Repeat the data below in full and exactly.

*** Dataset content Section Begins ***

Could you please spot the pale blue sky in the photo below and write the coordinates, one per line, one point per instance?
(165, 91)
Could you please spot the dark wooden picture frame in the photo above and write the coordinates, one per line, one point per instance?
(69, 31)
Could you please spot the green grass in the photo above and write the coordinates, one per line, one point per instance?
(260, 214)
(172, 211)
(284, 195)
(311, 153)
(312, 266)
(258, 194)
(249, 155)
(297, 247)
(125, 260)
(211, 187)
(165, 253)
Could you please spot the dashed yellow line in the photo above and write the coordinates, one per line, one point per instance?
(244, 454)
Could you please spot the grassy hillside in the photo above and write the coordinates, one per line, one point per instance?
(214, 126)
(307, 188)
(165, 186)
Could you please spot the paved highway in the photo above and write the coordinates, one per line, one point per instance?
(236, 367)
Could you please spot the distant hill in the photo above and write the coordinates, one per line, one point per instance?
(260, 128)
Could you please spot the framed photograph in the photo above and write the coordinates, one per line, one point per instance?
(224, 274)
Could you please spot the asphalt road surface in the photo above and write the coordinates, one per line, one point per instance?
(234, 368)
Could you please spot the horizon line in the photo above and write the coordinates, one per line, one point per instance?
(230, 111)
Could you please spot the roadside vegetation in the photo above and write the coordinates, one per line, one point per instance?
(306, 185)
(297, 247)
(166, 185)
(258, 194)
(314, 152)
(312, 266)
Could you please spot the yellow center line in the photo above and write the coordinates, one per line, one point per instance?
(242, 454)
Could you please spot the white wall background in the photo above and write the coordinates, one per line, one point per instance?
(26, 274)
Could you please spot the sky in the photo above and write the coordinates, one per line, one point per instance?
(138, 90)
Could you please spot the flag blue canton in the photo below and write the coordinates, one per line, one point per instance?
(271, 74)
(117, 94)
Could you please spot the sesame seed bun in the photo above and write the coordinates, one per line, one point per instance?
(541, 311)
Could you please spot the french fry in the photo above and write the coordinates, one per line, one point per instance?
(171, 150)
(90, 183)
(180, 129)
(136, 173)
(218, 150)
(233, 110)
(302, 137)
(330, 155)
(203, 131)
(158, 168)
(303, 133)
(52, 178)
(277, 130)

*** Dataset content Section Ends ***

Output for this exercise –
Could you please spot the pale blue sky in the photo below and write the coordinates, one per line, one point per instance?
(165, 91)
Could you please spot the dark wooden picture frame in the photo above and write the coordinates, one per line, one point per instance?
(69, 31)
Could you please spot the green grass in the photo above and write the coordinates, one per line, one point per instance?
(260, 214)
(172, 211)
(284, 195)
(311, 153)
(312, 266)
(258, 194)
(249, 155)
(297, 247)
(125, 260)
(211, 187)
(165, 253)
Could you please spot the dashed yellow line in the photo above and write the coordinates, one per line, one point per instance?
(244, 454)
Could you please spot the grassy hillside in the photo above and write the coordinates, one per line, one point per instance?
(214, 126)
(307, 188)
(165, 186)
Could you please spot the paved highway in the photo above and write the coordinates, one per line, one point per instance?
(236, 367)
Could you please spot the distant hill in the photo above and write the coordinates, one per line, one point per instance?
(260, 128)
Could you please spot the framed photograph in the photo above and write the coordinates, one per line, one point per instance?
(224, 274)
Could you please spot the asphalt road surface in the photo above and write the coordinates, one per line, one point per instance?
(234, 368)
Could you please spot the horizon line in the photo above and write the coordinates, one per line, one point per instance?
(230, 111)
Could you please spot the roadside vegetation in the photo above and write the coordinates, one per line, one point per instance?
(306, 185)
(297, 247)
(166, 185)
(258, 194)
(314, 152)
(312, 266)
Could you please spot the yellow center line in the photo above and write the coordinates, one per line, one point per instance?
(242, 454)
Could you please spot the white wall background in the photo above and write the coordinates, one per line, one point per instance?
(26, 274)
Could you please spot the sky in the photo above and write the coordinates, one per line, one point per instance?
(138, 90)
Could you please spot the flag blue canton in the photo below and write the coordinates, one per line, one point per instance?
(271, 74)
(117, 94)
Could you please spot the sesame seed bun in the photo above and write the coordinates, one per line, one point per instance?
(541, 311)
Could you please spot the french fry in the photo above and write the coordinates, one per line, one point per instance?
(171, 150)
(90, 183)
(180, 129)
(136, 173)
(218, 150)
(233, 110)
(302, 137)
(330, 155)
(203, 131)
(158, 168)
(303, 133)
(52, 178)
(277, 130)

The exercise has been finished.